| EXTRACT |
►

Some time has passed since the last update for this 2016 Ford Focus RS intercooler project, but that doesn’t mean we’ve forgotten about it! It’s all-hands-on-deck to get this project back in the swing of R&D as we are getting close to testing and beginning a huge data push. Let’s see what it looks like and quickly go through some of the design specs.
At the beginning of this project, we knew we’d want to get rid of the plate the stock intercooler has in place to combat the over-efficiency issue a lot of people were experiencing causing condensation inside of the core. Since performance was something we wanted to improve, enlarging the core and external fin capacity was going to be a must. A question that did pop into my head was “Well, won’t a higher performing intercooler with a thicker core be more efficient, causing more condensation problems?” It turns out to be a great question.
There isn’t any way to really tell exactly how much condensation will collect over a given time or distance interval. It comes down to a matter of driving the car until it becomes noticeable. But what then? Don’t worry, we have you covered. A neat feature we have included is a drain plug right underneath the end tank connecting the cold side intercooler pipe. When it warms up and we get some of that classic Delaware humidity, we’ll be able to see just how much of an issue it is. But for now, consider it a precautionary feature included on this intercooler core.

◄

| EXTRACTED INFORMATION |

►

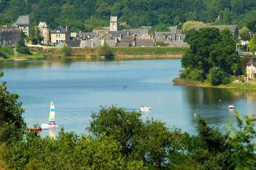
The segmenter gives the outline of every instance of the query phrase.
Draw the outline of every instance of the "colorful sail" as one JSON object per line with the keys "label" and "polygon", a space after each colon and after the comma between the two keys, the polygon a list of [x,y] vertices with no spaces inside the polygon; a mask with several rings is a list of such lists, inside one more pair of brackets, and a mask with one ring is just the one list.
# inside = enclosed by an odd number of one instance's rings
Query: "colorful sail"
{"label": "colorful sail", "polygon": [[55,108],[53,103],[51,103],[50,114],[49,115],[49,123],[55,124]]}

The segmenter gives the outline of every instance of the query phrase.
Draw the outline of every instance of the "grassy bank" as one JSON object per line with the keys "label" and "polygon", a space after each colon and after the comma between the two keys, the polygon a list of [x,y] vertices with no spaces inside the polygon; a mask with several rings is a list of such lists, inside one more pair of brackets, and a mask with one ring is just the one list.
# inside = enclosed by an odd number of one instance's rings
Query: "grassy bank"
{"label": "grassy bank", "polygon": [[173,80],[175,85],[188,87],[208,87],[208,88],[217,88],[217,89],[250,89],[256,90],[256,85],[249,83],[230,83],[227,85],[220,85],[218,86],[213,86],[209,82],[202,82],[199,81],[192,81],[189,80],[181,79],[179,78]]}
{"label": "grassy bank", "polygon": [[[180,59],[186,47],[126,47],[111,48],[115,53],[115,60],[167,59]],[[74,60],[100,60],[99,48],[72,48],[72,55],[65,57],[61,48],[44,49],[41,47],[29,47],[31,55],[17,52],[15,54],[13,48],[2,46],[0,48],[0,61],[3,60],[42,60],[68,59]]]}

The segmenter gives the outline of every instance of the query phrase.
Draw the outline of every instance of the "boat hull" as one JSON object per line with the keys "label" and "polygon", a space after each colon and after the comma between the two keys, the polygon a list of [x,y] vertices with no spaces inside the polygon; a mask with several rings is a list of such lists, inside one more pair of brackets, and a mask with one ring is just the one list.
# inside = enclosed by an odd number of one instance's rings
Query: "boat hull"
{"label": "boat hull", "polygon": [[42,124],[42,129],[52,129],[52,128],[56,127],[58,126],[59,125],[57,125]]}

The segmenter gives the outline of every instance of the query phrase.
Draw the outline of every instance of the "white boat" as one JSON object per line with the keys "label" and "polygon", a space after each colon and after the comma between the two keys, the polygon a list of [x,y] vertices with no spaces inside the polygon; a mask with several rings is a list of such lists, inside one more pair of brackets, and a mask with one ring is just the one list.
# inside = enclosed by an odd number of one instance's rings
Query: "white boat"
{"label": "white boat", "polygon": [[151,110],[151,108],[144,107],[143,105],[142,105],[141,108],[140,108],[140,111],[141,112],[150,111],[150,110]]}
{"label": "white boat", "polygon": [[52,102],[51,102],[51,109],[49,114],[49,123],[42,124],[42,129],[49,129],[56,127],[58,127],[58,125],[55,124],[54,104],[53,104]]}
{"label": "white boat", "polygon": [[235,106],[233,104],[228,105],[228,109],[234,109],[234,108],[235,108]]}

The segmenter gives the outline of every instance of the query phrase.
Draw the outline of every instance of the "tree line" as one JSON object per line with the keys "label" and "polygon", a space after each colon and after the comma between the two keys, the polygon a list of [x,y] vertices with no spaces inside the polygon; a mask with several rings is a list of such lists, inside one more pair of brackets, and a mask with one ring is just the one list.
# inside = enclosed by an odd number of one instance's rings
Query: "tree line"
{"label": "tree line", "polygon": [[[1,76],[3,74],[1,73]],[[0,85],[1,169],[254,169],[255,117],[224,132],[196,118],[190,135],[115,106],[92,115],[88,134],[61,129],[56,139],[29,132],[17,94]]]}
{"label": "tree line", "polygon": [[31,25],[46,21],[51,29],[70,25],[71,31],[109,26],[111,15],[129,25],[179,25],[187,20],[245,25],[256,18],[254,0],[2,0],[0,25],[28,14]]}

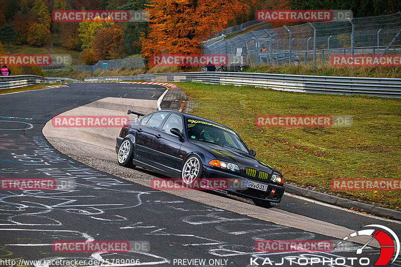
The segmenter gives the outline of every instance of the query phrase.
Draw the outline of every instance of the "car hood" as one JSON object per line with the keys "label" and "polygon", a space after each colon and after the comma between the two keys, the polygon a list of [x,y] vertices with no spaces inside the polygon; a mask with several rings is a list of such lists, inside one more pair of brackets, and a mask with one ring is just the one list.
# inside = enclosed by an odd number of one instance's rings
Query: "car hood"
{"label": "car hood", "polygon": [[241,170],[252,168],[262,170],[269,174],[273,171],[280,174],[275,168],[265,162],[256,159],[249,154],[229,146],[222,146],[212,143],[192,140],[191,142],[198,146],[208,150],[218,160],[237,164]]}

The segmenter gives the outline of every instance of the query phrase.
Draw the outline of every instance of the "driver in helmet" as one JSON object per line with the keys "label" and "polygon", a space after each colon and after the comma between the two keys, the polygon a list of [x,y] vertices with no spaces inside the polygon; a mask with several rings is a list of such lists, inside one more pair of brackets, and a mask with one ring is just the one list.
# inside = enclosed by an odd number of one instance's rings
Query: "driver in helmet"
{"label": "driver in helmet", "polygon": [[205,129],[204,136],[206,140],[214,143],[218,143],[221,140],[219,132],[214,129],[213,127],[207,127]]}

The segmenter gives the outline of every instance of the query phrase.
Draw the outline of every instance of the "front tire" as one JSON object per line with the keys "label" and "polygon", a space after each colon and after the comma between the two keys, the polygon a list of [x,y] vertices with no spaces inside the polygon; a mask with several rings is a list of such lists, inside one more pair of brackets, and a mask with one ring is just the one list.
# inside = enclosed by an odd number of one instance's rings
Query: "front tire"
{"label": "front tire", "polygon": [[271,205],[270,203],[269,203],[269,202],[266,200],[263,200],[253,198],[252,201],[254,202],[254,204],[257,206],[261,206],[262,208],[273,208],[274,206],[273,206]]}
{"label": "front tire", "polygon": [[132,164],[132,155],[134,148],[132,142],[129,138],[124,139],[118,150],[117,160],[118,164],[123,167],[134,168]]}
{"label": "front tire", "polygon": [[202,162],[195,156],[190,156],[182,166],[181,179],[185,184],[190,185],[202,177]]}

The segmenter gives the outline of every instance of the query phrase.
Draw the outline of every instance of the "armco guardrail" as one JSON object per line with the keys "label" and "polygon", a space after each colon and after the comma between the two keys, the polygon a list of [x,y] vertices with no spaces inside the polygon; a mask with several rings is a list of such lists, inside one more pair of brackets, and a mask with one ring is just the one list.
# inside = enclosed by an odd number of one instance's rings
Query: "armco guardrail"
{"label": "armco guardrail", "polygon": [[70,79],[70,78],[63,78],[62,77],[46,77],[46,80],[69,80],[70,82],[79,82],[79,80],[75,80],[75,79]]}
{"label": "armco guardrail", "polygon": [[85,81],[143,80],[253,86],[275,90],[401,98],[401,79],[251,72],[175,72],[85,78]]}
{"label": "armco guardrail", "polygon": [[16,75],[0,76],[0,89],[18,88],[35,84],[54,82],[54,80],[48,80],[36,75]]}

◄

| BRIEF 1 |
Translate this sentence from the intercooler post into Spanish: "A neat feature we have included is a drain plug right underneath the end tank connecting the cold side intercooler pipe."
| BRIEF 2 |
Answer these questions from the intercooler post:
(a) For what car and model year is the intercooler being developed?
(b) What part of the stock intercooler did the team plan to get rid of?
(c) Where is the drain plug placed?

| EXERCISE SOLUTION 1 |
Una característica ingeniosa que hemos incluido es un tapón de drenaje justo debajo del tanque de extremo que conecta con el tubo del intercooler del lado frío.

| EXERCISE SOLUTION 2 |
(a) A 2016 Ford Focus RS.
(b) The plate.
(c) Right underneath the end tank connecting the cold side intercooler pipe.